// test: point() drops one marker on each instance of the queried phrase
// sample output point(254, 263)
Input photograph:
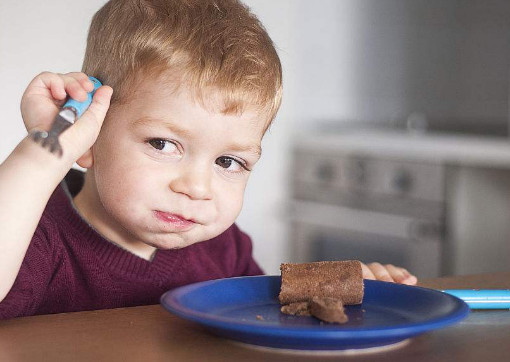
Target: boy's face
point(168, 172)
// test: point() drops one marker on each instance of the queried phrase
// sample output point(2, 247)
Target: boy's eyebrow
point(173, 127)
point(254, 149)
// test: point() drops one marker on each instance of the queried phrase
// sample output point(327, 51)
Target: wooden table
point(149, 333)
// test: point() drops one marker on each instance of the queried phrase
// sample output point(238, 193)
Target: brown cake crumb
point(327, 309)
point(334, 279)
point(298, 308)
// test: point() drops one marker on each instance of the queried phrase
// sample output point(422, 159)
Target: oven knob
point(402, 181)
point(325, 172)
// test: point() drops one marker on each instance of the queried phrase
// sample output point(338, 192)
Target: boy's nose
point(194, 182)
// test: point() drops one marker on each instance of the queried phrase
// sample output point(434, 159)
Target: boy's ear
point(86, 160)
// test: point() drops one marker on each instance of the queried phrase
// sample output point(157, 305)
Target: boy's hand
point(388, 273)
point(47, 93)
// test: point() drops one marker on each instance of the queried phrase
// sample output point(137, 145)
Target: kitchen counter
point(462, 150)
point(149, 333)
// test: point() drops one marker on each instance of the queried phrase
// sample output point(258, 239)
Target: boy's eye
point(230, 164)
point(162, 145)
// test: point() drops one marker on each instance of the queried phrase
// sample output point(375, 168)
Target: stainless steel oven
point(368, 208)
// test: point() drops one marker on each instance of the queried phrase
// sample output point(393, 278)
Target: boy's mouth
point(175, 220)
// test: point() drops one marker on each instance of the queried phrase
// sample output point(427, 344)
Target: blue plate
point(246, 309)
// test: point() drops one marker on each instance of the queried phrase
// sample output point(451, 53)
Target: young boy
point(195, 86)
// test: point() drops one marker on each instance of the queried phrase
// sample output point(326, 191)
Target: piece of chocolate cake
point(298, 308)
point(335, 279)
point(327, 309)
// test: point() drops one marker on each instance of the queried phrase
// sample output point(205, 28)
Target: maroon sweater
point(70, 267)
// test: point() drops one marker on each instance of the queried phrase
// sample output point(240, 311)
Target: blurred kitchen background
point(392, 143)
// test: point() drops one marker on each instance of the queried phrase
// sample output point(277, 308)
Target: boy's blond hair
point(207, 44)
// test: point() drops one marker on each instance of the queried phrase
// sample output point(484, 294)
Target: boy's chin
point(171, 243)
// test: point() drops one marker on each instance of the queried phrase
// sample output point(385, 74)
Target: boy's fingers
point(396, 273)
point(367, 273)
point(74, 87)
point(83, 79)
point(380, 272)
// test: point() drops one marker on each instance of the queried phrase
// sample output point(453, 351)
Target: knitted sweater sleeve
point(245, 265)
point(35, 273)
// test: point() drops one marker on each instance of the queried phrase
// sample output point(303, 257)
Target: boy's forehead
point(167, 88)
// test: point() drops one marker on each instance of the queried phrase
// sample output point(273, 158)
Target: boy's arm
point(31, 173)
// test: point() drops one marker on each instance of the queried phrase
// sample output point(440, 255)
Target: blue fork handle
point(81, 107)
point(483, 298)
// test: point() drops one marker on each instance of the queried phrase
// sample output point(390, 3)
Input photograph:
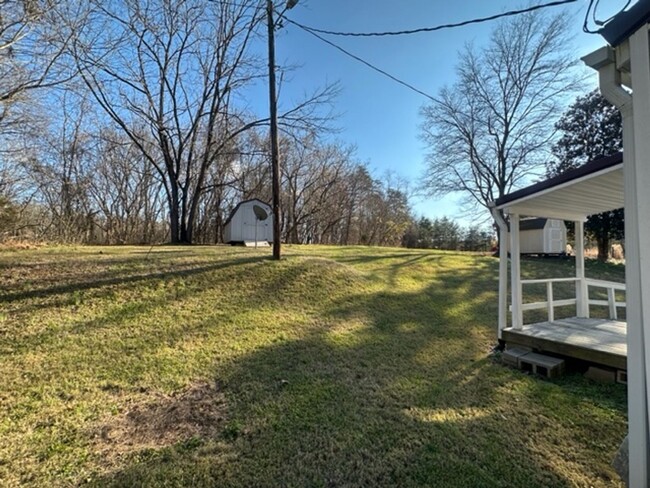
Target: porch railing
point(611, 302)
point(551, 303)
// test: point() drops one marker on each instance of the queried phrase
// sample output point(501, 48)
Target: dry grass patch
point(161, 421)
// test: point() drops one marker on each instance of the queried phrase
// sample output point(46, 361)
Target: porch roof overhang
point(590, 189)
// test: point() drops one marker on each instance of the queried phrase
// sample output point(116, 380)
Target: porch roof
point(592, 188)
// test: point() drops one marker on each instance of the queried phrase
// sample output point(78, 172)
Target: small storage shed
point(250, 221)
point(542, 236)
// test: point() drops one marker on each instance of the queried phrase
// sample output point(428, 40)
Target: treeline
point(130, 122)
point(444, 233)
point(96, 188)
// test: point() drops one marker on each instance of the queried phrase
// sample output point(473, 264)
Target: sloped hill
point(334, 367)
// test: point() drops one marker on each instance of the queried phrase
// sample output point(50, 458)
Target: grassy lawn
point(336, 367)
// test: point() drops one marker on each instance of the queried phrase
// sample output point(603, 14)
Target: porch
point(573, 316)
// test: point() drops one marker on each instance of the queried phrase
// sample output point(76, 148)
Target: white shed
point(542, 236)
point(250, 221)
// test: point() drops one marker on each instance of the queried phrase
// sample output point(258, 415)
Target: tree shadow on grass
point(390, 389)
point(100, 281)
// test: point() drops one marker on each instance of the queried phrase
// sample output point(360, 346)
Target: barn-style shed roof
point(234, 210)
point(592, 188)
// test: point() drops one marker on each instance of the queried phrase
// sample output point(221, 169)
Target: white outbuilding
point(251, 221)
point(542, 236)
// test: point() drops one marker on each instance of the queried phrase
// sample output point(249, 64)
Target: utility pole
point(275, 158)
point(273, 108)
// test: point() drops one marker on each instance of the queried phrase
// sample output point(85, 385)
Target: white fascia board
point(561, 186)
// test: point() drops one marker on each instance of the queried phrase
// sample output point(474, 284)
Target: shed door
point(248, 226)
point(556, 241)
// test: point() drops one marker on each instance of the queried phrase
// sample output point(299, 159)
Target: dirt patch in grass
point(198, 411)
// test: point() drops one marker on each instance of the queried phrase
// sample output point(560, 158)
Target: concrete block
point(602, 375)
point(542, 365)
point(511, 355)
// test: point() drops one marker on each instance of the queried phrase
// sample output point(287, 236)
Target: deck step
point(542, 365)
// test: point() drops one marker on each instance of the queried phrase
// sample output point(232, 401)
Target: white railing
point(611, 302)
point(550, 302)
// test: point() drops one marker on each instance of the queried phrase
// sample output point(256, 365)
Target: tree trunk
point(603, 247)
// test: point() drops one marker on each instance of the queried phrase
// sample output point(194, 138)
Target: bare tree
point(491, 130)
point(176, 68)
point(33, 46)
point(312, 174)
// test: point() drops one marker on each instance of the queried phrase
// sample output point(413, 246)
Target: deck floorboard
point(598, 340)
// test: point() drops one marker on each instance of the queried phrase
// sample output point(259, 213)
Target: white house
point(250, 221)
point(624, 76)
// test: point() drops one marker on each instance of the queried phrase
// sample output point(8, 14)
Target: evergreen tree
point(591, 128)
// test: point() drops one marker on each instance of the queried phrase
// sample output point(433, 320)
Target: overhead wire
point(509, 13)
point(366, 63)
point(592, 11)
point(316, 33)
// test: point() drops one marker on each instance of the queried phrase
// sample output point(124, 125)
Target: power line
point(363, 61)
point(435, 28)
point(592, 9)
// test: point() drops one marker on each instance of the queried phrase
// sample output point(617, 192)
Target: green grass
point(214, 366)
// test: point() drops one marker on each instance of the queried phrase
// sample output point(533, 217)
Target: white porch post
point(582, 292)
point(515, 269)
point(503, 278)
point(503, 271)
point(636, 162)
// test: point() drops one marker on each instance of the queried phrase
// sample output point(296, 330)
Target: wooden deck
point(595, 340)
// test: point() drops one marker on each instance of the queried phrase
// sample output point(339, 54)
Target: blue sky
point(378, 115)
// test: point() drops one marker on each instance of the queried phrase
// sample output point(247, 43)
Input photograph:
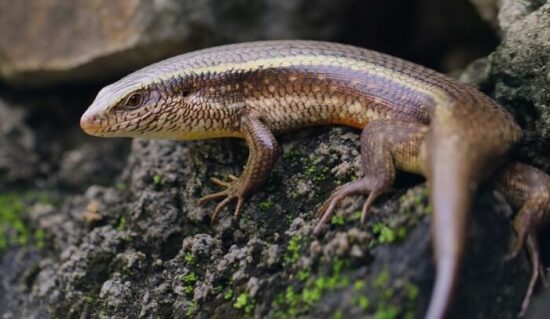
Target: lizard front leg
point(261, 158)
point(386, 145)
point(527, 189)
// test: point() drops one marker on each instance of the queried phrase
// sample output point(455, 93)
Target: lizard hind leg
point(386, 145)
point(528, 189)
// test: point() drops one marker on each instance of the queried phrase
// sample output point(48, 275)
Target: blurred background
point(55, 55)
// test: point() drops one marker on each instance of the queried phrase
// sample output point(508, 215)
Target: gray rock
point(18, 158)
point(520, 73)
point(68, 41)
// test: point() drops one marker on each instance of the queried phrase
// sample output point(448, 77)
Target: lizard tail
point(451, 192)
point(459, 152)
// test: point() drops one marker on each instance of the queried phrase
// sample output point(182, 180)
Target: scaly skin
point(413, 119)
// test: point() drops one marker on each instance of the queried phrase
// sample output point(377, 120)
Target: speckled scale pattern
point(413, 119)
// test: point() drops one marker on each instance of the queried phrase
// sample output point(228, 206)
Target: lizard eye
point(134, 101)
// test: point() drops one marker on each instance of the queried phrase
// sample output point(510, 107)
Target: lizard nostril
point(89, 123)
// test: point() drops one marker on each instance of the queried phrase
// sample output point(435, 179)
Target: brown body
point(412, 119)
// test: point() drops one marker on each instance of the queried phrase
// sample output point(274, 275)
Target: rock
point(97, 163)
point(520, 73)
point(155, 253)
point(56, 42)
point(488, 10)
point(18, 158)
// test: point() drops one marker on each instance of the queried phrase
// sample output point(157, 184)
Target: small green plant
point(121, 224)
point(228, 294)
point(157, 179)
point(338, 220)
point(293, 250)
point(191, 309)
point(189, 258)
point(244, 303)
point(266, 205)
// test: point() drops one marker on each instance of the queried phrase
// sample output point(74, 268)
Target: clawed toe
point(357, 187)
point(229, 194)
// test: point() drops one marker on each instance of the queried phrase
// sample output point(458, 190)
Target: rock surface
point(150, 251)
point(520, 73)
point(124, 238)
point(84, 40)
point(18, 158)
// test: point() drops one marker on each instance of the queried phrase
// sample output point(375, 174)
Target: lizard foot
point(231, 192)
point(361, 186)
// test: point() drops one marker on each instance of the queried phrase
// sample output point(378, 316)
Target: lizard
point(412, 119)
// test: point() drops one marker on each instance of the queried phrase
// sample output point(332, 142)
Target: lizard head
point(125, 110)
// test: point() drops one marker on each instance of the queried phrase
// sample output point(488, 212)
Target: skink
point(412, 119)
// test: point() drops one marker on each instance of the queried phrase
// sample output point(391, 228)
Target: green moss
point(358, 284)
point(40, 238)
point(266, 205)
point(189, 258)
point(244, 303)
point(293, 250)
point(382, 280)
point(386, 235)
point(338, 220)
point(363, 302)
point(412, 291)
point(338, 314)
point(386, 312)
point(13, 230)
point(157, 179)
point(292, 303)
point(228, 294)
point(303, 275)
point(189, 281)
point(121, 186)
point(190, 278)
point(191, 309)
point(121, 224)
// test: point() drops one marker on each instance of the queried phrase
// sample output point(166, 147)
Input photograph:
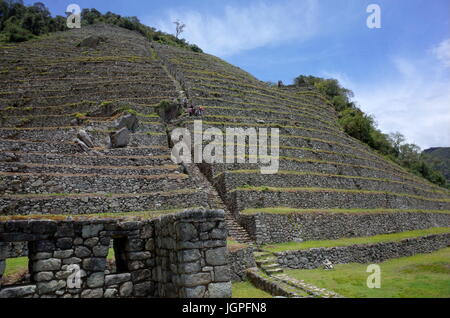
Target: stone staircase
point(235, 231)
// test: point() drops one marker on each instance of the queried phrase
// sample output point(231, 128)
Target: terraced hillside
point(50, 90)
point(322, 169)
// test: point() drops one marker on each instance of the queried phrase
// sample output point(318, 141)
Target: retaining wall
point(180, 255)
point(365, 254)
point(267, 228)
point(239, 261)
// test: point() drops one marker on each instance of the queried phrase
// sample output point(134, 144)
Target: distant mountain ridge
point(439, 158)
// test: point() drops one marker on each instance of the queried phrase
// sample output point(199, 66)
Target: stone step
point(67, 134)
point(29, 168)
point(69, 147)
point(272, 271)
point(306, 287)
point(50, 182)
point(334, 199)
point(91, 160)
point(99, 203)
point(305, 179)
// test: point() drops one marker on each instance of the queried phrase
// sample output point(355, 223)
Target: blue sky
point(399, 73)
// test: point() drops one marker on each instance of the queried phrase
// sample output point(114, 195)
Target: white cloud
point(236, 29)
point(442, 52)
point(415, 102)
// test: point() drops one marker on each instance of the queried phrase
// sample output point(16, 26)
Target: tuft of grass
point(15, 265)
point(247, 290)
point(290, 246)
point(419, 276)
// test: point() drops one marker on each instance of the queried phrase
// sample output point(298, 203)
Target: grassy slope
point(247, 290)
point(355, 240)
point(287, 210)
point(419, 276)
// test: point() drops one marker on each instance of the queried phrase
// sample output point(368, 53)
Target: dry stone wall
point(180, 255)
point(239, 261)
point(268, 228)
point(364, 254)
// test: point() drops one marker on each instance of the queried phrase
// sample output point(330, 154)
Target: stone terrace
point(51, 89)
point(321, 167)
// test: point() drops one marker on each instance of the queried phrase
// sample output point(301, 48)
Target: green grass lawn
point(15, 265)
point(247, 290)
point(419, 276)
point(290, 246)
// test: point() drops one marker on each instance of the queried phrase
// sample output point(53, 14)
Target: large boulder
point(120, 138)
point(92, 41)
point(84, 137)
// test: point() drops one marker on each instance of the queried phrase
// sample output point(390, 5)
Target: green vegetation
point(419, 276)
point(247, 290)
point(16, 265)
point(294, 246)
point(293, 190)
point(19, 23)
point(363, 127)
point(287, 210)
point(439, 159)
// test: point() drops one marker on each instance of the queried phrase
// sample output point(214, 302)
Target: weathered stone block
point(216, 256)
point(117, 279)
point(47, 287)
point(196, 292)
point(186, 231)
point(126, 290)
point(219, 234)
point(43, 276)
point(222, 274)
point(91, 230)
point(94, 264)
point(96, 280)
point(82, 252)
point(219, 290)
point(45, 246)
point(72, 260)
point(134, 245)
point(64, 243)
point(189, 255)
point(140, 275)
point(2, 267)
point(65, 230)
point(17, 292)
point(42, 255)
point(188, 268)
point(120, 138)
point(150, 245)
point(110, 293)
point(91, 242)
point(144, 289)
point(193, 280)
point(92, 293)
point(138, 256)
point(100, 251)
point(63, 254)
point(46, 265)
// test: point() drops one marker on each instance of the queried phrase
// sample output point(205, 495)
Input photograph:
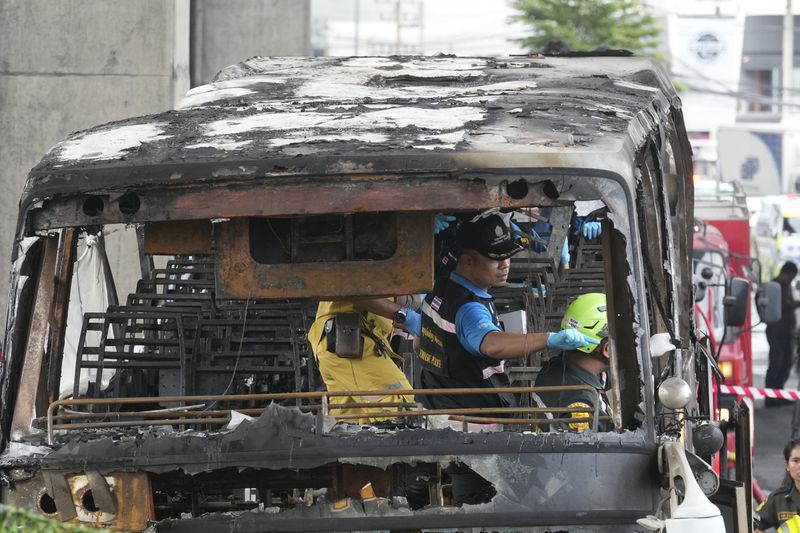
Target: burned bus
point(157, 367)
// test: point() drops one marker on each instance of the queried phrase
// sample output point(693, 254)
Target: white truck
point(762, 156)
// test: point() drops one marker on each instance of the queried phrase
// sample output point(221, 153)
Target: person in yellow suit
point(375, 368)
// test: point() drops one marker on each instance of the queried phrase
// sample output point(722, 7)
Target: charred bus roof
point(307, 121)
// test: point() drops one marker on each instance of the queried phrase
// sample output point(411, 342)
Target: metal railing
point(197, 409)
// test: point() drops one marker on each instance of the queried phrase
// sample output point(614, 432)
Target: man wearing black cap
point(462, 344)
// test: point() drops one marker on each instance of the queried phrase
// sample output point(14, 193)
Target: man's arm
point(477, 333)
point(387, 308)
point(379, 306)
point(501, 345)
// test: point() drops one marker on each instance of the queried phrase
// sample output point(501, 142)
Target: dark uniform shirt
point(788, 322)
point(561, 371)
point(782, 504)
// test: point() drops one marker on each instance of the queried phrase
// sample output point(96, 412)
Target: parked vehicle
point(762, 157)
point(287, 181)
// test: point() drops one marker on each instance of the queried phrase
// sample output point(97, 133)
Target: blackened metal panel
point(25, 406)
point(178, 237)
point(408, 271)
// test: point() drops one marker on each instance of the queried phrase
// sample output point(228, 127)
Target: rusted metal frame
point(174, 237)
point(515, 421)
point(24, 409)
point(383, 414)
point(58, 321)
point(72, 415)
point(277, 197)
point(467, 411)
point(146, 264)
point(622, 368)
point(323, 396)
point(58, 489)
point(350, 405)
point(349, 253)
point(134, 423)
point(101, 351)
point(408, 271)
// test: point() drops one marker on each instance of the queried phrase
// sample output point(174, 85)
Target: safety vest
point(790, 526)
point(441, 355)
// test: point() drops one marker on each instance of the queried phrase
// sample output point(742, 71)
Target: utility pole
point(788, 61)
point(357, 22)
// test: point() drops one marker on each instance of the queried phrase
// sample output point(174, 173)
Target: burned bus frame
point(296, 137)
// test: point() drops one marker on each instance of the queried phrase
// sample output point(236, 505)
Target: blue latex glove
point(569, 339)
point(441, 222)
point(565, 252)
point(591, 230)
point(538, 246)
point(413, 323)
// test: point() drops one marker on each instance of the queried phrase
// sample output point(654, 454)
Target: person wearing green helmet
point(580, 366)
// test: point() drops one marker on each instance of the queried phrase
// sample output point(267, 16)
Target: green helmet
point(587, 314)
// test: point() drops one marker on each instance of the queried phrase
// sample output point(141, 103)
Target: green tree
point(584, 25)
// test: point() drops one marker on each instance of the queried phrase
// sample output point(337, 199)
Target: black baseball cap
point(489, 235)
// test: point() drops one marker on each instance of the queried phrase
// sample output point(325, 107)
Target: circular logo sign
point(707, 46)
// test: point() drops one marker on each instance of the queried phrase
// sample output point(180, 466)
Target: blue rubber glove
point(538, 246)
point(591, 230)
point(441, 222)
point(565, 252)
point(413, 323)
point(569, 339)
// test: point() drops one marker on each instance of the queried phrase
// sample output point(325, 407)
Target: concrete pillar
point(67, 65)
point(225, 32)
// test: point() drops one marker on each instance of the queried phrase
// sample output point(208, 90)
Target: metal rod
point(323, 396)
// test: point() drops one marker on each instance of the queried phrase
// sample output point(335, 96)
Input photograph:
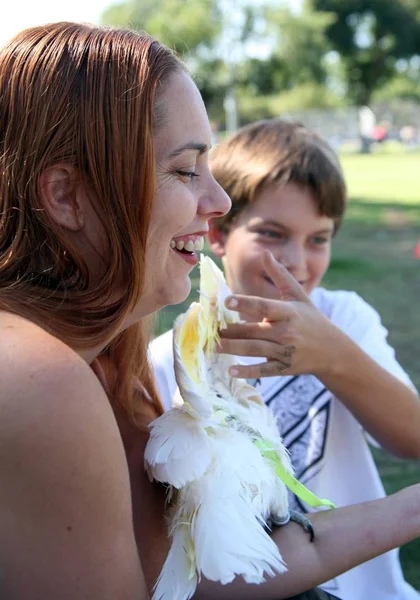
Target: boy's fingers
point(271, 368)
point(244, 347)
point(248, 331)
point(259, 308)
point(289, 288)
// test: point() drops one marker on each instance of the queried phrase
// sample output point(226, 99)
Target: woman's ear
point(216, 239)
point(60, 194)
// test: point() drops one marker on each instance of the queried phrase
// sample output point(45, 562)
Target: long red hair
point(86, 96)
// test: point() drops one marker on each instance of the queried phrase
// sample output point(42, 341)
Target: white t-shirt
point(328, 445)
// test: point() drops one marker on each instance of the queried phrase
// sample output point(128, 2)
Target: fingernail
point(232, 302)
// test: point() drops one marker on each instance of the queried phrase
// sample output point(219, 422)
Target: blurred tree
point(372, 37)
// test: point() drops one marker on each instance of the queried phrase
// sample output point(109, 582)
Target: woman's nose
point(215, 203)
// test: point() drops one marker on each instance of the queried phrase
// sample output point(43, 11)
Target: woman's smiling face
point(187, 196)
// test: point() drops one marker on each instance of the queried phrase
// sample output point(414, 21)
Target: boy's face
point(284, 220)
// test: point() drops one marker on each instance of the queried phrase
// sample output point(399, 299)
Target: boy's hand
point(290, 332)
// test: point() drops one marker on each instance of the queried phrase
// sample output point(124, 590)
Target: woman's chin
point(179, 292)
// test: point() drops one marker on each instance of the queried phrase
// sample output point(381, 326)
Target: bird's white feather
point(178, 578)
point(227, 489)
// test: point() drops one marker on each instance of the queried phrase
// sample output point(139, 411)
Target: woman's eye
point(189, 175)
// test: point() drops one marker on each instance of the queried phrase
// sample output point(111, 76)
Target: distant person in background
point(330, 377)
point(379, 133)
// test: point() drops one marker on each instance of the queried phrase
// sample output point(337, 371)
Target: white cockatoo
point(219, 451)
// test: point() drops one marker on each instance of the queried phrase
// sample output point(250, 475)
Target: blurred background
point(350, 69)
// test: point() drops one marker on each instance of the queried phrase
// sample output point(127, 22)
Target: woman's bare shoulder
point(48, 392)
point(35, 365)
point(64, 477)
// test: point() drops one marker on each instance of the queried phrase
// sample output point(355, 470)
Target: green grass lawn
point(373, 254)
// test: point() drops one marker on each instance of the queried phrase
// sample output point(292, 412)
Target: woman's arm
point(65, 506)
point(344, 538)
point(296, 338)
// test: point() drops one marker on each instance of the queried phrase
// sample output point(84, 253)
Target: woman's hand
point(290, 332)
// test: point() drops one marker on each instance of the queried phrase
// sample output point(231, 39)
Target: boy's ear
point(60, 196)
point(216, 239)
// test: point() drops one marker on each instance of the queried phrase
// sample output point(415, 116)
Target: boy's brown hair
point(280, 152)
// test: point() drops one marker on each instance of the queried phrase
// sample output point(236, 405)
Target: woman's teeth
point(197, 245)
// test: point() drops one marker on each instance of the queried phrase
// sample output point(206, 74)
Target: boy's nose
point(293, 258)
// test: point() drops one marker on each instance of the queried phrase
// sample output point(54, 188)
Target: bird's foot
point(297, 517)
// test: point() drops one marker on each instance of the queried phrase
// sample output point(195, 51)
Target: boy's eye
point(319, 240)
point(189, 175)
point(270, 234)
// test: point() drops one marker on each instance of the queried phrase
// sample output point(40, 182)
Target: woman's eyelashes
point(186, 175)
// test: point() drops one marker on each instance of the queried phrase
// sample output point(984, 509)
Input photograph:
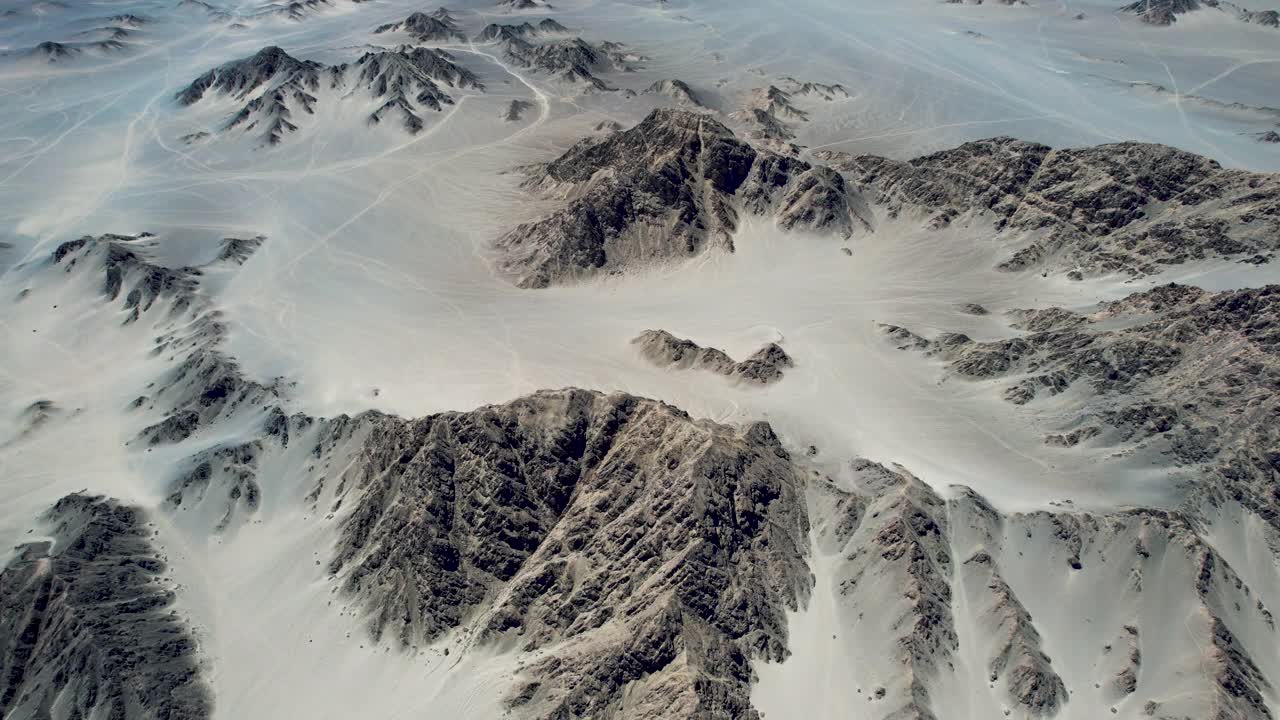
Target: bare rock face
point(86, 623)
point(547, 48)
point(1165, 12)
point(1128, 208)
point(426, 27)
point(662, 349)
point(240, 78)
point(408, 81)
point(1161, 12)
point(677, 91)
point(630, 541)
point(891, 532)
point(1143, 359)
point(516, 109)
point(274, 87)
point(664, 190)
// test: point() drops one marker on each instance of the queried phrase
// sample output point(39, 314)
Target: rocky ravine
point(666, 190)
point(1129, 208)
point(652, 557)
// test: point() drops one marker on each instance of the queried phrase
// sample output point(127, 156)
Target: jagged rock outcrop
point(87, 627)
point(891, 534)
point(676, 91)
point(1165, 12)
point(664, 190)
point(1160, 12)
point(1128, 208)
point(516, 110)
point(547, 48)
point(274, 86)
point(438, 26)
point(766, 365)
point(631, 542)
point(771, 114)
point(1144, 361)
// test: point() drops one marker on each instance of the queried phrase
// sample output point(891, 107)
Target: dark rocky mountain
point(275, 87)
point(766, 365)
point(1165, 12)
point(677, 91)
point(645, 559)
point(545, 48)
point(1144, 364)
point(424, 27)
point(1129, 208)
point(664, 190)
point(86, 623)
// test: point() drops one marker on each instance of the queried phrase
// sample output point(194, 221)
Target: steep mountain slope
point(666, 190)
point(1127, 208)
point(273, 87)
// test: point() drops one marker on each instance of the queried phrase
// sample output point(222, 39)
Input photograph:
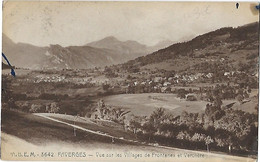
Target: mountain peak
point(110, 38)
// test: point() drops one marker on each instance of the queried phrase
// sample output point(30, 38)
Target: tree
══════════════════════════════
_AIM OF THE TASK_
Give exactly those lines of the listing that run from its first line through the line with "output point(434, 159)", leaving each picture out.

_PROBLEM SOLUTION_
// test: point() drops one marker on each instance of the queried phrase
// sample output point(254, 263)
Input photograph:
Target: boy's face
point(168, 172)
// test: point() drops one marker on each instance of the queried phrase
// sample output point(2, 247)
Target: boy's eyebrow
point(173, 127)
point(254, 149)
// test: point() drops one marker on each instance of the queried phrase
// sample output point(327, 51)
Target: wooden table
point(149, 333)
// test: point() drops one marker on each instance of the queried phrase
// sample output point(238, 193)
Target: brown cake crumb
point(327, 309)
point(334, 279)
point(298, 308)
// test: point() drops one marker on each instance of the queried phrase
// sample output point(422, 159)
Target: oven knob
point(402, 181)
point(325, 172)
// test: point() drops one marker on each instance of the queried phrase
// sample output point(338, 192)
Target: boy's nose
point(194, 182)
// test: point() drops one marker on each instance of the queried phrase
// sample output point(434, 159)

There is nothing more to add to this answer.